(Point placement records)

........

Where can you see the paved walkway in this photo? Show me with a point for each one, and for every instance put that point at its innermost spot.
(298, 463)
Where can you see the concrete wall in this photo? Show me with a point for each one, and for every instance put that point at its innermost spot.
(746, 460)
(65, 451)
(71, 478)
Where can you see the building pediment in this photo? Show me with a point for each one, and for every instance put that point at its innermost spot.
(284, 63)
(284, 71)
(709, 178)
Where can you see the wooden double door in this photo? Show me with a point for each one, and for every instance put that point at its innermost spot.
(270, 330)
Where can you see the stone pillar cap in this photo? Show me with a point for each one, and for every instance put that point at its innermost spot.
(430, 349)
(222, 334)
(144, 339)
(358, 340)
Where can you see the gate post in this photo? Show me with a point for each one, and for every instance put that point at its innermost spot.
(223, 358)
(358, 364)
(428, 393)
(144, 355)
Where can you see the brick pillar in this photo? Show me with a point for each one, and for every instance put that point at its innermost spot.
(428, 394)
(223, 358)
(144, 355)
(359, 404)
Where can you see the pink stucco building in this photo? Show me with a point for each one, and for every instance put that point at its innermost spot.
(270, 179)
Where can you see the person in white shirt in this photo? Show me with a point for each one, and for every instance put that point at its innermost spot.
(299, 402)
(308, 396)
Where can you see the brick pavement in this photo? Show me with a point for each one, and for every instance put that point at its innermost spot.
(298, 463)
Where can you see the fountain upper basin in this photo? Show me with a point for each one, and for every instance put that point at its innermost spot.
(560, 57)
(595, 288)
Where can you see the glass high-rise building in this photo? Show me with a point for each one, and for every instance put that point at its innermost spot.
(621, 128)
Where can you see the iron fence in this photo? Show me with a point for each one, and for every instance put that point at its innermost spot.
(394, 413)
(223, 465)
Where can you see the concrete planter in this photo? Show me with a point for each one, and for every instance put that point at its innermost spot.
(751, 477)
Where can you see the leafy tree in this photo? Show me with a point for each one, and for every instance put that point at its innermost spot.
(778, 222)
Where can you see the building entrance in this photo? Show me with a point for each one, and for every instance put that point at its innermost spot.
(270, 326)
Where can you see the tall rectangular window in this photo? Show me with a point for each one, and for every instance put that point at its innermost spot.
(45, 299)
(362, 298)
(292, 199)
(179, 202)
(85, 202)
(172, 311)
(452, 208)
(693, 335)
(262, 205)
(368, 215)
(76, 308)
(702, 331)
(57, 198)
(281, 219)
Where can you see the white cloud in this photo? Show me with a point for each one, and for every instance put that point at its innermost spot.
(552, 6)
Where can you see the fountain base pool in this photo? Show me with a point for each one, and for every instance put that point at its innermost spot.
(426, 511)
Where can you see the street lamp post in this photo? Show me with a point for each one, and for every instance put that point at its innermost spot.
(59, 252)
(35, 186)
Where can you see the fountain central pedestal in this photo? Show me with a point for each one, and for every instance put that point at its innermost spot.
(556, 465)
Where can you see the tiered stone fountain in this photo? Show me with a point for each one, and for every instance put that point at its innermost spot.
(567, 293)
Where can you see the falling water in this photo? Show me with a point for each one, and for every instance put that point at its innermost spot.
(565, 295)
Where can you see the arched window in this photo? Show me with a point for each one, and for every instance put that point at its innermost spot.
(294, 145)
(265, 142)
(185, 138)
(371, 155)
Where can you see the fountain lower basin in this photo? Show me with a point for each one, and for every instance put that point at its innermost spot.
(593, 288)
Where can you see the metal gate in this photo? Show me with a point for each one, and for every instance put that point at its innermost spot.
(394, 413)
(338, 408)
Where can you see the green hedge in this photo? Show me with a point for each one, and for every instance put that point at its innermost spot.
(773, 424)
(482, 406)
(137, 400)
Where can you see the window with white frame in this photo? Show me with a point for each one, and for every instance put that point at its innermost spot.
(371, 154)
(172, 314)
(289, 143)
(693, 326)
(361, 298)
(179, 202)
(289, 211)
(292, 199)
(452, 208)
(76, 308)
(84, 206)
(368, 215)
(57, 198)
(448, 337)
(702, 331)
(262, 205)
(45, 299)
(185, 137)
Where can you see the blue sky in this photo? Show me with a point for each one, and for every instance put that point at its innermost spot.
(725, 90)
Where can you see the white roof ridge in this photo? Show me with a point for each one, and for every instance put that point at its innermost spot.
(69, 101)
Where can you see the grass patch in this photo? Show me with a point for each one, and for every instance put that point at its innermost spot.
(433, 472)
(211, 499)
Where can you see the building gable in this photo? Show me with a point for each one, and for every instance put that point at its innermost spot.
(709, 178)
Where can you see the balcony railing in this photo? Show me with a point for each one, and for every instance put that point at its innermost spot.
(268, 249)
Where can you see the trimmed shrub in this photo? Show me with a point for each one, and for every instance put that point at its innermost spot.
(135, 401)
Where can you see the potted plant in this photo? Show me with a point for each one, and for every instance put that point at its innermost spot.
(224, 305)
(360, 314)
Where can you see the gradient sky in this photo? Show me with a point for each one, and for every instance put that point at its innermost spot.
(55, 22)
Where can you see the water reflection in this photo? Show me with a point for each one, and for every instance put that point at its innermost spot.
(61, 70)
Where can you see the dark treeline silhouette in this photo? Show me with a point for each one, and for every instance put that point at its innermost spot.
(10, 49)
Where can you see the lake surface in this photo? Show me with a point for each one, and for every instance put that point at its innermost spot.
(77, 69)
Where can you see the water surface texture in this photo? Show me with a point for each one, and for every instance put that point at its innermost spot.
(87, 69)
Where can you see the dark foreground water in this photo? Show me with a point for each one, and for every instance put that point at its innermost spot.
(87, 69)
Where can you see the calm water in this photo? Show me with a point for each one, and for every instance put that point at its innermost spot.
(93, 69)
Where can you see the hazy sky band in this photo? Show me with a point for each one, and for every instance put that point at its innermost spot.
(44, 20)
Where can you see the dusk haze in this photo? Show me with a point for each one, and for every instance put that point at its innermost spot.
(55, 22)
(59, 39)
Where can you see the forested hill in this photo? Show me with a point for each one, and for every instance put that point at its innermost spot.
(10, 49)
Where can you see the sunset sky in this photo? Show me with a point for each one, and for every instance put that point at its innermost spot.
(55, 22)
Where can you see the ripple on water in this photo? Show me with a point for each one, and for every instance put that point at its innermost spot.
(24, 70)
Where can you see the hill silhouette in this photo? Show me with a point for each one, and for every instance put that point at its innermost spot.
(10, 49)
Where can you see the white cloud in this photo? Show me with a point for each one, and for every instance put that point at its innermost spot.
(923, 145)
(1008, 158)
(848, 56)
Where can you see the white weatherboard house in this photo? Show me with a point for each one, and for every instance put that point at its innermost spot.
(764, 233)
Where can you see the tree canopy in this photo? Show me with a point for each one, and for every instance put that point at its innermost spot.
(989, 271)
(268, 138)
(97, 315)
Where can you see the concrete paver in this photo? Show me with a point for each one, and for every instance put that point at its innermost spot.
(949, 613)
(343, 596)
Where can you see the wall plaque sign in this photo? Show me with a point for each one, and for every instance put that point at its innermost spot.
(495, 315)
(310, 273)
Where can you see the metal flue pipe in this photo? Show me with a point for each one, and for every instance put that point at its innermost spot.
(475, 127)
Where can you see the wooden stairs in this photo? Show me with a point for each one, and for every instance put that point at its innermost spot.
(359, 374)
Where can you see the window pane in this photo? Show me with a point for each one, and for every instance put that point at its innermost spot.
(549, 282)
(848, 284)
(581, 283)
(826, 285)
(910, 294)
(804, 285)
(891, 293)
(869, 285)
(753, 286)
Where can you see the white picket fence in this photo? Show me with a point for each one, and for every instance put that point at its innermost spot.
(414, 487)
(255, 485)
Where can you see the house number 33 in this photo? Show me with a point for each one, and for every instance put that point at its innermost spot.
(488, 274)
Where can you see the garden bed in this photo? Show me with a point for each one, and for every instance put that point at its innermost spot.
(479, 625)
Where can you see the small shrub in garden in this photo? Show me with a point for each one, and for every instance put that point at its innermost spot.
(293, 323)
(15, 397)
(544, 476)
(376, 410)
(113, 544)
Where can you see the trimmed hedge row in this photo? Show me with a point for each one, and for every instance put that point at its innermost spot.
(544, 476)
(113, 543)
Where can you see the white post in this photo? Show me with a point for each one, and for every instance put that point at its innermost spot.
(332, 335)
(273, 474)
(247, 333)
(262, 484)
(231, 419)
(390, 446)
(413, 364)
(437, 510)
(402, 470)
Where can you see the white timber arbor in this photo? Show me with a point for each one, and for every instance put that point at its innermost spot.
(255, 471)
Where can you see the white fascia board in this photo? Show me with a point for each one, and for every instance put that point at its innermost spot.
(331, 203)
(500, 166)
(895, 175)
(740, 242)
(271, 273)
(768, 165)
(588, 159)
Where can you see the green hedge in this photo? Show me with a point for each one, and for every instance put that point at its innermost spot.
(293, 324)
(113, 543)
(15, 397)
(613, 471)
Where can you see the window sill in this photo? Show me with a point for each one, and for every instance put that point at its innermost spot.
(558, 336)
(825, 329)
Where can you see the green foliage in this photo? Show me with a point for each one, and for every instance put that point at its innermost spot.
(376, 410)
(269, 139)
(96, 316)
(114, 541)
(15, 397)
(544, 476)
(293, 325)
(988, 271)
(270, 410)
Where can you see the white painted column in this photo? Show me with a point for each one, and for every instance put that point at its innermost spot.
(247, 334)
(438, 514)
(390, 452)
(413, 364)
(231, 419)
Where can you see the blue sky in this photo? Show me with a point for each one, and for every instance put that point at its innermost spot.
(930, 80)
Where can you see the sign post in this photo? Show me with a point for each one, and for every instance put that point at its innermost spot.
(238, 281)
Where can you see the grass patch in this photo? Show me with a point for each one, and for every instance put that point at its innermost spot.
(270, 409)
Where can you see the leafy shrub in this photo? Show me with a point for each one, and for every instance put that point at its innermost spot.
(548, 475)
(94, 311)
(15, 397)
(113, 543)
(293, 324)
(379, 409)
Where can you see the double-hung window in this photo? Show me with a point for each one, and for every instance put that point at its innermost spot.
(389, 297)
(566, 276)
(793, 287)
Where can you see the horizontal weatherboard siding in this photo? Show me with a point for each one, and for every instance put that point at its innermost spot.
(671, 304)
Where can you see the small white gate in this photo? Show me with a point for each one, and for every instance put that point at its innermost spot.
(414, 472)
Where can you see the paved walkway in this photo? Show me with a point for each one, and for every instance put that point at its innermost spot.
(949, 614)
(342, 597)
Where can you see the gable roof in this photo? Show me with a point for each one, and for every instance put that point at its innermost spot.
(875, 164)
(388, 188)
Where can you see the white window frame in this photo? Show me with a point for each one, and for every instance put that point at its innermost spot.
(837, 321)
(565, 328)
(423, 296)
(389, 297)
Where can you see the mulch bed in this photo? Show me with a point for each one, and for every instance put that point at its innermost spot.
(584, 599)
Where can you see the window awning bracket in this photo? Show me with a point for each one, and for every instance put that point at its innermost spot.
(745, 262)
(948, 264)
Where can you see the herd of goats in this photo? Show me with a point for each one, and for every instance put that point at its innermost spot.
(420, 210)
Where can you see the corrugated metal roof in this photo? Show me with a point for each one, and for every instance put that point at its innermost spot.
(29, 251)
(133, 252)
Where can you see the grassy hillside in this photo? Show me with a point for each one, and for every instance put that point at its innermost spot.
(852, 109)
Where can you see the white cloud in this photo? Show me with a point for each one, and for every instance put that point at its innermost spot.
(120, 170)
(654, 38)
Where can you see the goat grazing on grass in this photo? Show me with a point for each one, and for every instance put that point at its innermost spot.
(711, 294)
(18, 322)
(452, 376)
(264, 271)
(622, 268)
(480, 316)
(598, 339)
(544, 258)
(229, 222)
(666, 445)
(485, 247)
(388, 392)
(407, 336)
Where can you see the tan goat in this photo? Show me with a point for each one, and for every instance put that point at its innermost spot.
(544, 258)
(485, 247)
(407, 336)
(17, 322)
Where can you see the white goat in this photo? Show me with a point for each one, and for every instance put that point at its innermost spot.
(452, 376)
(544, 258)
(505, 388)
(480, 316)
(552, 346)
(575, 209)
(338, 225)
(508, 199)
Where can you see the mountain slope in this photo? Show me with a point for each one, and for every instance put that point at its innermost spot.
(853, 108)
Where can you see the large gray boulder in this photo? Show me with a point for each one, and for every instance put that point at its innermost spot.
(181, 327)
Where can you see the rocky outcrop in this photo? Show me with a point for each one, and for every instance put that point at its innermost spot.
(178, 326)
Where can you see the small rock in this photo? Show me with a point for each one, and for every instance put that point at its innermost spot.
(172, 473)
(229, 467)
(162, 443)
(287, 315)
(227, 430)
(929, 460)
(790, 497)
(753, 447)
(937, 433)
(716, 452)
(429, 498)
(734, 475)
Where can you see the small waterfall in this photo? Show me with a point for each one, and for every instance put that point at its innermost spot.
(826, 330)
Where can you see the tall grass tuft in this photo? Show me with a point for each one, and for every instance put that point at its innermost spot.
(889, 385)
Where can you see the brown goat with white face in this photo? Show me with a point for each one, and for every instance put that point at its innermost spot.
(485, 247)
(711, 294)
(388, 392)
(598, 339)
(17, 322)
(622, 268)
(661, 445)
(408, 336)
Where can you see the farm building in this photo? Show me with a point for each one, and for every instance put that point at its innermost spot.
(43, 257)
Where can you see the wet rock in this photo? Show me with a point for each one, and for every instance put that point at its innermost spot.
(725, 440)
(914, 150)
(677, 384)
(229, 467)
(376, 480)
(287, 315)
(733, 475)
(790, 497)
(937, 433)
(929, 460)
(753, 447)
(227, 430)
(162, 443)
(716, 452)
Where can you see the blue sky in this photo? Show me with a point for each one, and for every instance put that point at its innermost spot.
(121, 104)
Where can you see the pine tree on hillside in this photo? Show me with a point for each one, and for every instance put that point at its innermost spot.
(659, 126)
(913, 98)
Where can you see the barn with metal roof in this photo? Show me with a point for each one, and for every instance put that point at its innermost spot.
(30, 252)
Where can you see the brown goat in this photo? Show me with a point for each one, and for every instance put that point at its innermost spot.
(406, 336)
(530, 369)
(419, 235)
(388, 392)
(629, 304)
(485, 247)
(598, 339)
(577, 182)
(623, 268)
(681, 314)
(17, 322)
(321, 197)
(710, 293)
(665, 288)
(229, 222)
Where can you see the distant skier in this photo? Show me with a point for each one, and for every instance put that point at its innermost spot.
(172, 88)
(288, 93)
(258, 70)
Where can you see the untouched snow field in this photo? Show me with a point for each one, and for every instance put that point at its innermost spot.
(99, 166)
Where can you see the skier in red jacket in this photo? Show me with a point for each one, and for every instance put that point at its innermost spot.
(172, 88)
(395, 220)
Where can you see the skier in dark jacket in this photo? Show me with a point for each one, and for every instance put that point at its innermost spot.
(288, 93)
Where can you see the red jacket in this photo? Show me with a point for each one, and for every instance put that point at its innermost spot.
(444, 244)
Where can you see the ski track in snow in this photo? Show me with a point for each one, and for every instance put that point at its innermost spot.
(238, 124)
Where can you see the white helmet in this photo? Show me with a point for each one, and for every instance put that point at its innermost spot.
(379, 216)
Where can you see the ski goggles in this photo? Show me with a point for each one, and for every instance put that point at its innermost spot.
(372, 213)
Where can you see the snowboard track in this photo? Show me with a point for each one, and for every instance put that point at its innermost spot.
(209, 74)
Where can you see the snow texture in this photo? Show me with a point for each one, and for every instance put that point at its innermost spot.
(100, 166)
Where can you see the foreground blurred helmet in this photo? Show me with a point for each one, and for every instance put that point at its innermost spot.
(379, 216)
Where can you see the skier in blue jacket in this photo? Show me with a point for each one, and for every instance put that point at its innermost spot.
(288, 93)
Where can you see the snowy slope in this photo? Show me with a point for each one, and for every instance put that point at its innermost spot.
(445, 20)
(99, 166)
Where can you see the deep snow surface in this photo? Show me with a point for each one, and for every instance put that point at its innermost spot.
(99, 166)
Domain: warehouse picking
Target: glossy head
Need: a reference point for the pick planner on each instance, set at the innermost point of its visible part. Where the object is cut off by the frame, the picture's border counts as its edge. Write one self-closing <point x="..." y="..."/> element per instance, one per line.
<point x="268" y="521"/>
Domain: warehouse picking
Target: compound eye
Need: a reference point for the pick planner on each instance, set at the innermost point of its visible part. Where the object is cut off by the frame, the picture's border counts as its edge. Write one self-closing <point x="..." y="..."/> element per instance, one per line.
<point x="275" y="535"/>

........

Exercise task: Restate word for word the lines from the one holding "Where can you see the deep" to the end of the listing, both ends included, and nothing more.

Solution:
Where can you see the deep snow surface in this photo? Show me with a point for each one, and for every instance put that point at its innermost spot.
(99, 166)
Domain: warehouse picking
Target: glossy head
Need: a reference point for the pick planner on each instance, set at the innermost point of its visible part. Where the object is cut off by the frame, the picture's border counts as its edge. Write one self-closing <point x="..." y="..."/> element per instance, one per line.
<point x="268" y="521"/>
Domain: warehouse picking
Target: compound eye
Need: a reference point for the pick planner on each instance, set at the innermost point of its visible part. Where the object is cut off by the frame, the picture's border counts as its edge. Write one self-closing <point x="..." y="..."/> element per instance, one per line.
<point x="275" y="535"/>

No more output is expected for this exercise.